#### SEÇÃO DE TEXTO ####
A deprimente Dubai na Barra Funda chamada Jardim das Perdizes

Atenção, Barra-Funders: o CEO da empresa responsável pelo condomínio Jardim das Perdizes promete muitas novas torres ali até 2026.

"Quem conhece nosso bairro planejado já o considera uma mini-Dubai. No futuro próximo, isso ficará mais evidente", descreveu, pimpão, em seu LinkedIn.

Dubai é referência e sonho para muitos líderes do mercado imobiliário. São incontáveis as viagens "técnicas" para lá, comandadas por gurus com deslumbramento e desinformação em altas doses. Imagine se responsáveis por museus e bienais visitassem mais a galeria de Romero Britto em Miami do que o MoMa ou o Prado. Ou que chefs fizessem excursões para aprender com as tendências do McDonald's e do Paris 6 (com a desculpa da burrice orgulhosa: "questão de gosto"). Ou missões de segurança pública gastando milhas para aprender com o governo baiano.
####
De acordo com o texto sobre o Jardim das Perdizes, até que ano o CEO da empresa responsável promete muitas novas torres no condomínio?
#### REGISTROS DO CONJUNTO ####
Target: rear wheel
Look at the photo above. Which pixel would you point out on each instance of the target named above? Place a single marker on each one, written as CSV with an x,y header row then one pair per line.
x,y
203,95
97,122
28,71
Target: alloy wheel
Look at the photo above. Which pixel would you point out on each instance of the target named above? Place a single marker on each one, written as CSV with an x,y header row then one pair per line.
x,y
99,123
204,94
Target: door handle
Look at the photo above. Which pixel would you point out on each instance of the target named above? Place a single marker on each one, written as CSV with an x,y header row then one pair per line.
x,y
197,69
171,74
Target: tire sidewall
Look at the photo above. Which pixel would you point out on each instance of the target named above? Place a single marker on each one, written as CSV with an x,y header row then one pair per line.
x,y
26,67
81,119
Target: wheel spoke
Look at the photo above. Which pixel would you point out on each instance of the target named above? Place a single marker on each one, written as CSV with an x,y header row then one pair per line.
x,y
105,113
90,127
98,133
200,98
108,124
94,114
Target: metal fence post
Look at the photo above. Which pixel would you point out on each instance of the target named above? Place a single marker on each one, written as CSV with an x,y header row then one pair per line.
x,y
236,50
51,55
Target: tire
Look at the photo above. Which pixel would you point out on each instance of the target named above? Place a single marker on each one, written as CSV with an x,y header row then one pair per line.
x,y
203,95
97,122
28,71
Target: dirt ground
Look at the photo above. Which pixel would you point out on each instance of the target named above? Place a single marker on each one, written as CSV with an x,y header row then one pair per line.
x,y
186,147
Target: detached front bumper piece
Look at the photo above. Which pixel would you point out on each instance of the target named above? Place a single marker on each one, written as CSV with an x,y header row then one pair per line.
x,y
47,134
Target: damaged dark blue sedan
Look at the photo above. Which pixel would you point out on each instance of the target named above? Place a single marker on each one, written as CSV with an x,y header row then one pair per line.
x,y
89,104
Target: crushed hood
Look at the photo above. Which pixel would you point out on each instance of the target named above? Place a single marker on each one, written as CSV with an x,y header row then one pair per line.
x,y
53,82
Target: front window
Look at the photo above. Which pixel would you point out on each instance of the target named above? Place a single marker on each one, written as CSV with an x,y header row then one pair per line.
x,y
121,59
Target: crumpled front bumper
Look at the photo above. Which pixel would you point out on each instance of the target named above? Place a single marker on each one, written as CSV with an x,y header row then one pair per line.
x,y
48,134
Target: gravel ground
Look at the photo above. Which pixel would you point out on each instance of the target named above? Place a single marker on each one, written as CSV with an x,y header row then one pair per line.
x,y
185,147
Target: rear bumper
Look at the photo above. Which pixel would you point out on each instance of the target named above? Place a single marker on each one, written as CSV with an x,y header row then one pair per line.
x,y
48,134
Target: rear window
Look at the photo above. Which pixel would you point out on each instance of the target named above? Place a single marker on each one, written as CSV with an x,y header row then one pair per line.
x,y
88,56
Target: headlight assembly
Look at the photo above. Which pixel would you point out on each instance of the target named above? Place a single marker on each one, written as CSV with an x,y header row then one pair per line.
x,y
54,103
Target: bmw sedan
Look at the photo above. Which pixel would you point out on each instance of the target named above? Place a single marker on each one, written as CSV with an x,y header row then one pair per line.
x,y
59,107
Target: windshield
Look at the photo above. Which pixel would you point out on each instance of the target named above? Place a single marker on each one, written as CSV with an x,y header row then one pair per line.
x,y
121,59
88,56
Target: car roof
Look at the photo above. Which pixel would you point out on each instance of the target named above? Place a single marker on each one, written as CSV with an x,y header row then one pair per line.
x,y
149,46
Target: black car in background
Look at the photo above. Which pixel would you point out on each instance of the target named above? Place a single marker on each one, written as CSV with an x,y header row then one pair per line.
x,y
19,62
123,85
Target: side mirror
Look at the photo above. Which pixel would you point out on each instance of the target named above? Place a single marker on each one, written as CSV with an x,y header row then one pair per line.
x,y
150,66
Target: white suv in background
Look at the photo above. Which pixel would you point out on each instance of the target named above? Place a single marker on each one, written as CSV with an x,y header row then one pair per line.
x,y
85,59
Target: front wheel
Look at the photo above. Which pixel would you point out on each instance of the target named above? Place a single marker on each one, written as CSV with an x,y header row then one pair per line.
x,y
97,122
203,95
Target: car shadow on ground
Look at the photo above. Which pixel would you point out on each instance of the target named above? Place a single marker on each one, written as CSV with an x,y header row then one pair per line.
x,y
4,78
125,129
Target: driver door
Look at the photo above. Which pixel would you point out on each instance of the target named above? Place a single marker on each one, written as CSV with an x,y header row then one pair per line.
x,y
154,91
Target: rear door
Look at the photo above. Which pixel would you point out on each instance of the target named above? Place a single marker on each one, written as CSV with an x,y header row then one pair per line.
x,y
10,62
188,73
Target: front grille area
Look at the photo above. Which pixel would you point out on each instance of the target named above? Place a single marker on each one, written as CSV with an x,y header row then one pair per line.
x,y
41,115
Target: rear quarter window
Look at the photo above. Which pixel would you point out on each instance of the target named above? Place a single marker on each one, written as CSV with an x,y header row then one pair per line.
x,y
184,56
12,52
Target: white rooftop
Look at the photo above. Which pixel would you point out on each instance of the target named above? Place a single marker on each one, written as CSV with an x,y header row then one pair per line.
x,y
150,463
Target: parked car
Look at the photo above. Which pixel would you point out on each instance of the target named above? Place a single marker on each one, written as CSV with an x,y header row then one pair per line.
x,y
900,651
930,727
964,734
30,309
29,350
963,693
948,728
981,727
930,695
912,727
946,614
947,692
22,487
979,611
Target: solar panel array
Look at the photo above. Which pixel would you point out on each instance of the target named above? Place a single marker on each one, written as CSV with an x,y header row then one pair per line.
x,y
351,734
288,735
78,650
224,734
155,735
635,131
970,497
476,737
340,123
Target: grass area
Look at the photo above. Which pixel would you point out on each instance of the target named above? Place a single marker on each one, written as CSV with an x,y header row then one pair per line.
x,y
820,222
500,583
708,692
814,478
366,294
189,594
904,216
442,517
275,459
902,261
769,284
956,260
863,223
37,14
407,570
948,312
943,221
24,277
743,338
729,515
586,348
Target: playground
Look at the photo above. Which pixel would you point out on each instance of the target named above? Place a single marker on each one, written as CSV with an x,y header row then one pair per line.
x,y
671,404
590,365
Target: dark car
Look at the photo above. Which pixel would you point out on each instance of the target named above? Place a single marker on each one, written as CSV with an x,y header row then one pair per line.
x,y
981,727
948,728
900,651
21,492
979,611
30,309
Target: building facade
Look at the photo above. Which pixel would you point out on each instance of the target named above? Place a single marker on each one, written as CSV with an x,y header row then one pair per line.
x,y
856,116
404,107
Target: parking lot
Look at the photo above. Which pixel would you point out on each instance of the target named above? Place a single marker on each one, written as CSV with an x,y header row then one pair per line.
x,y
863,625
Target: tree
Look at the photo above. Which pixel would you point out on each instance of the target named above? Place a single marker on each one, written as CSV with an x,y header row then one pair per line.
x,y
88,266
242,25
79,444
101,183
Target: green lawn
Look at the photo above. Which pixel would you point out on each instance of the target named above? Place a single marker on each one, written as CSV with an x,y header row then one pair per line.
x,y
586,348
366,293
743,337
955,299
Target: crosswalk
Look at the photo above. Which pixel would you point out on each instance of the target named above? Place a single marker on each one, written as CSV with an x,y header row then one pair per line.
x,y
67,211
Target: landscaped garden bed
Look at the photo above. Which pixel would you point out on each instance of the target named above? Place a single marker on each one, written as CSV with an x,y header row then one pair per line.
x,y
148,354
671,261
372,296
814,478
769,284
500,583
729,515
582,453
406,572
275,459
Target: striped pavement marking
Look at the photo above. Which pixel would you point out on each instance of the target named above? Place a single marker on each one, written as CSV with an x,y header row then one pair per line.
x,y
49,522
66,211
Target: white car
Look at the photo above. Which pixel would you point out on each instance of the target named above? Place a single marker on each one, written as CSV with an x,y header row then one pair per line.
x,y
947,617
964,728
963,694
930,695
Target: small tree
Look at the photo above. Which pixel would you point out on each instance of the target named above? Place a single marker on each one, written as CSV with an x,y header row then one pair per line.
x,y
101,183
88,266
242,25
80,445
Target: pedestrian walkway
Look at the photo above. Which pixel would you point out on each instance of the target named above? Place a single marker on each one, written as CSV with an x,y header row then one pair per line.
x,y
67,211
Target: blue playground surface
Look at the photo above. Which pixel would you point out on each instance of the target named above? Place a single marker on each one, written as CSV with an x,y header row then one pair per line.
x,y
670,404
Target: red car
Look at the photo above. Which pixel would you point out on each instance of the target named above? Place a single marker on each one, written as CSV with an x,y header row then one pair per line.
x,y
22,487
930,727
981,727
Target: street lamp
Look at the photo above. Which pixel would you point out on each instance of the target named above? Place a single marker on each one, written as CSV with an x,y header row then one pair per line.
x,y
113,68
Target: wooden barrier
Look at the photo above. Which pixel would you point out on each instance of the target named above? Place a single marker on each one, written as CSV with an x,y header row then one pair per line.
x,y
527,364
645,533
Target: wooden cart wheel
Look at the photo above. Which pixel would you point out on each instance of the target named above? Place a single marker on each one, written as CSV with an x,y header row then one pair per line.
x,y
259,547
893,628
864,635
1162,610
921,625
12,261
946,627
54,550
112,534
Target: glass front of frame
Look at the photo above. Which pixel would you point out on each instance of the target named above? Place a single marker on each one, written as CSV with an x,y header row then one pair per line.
####
■ RESPOSTA DA TAREFA ■
Até 2026.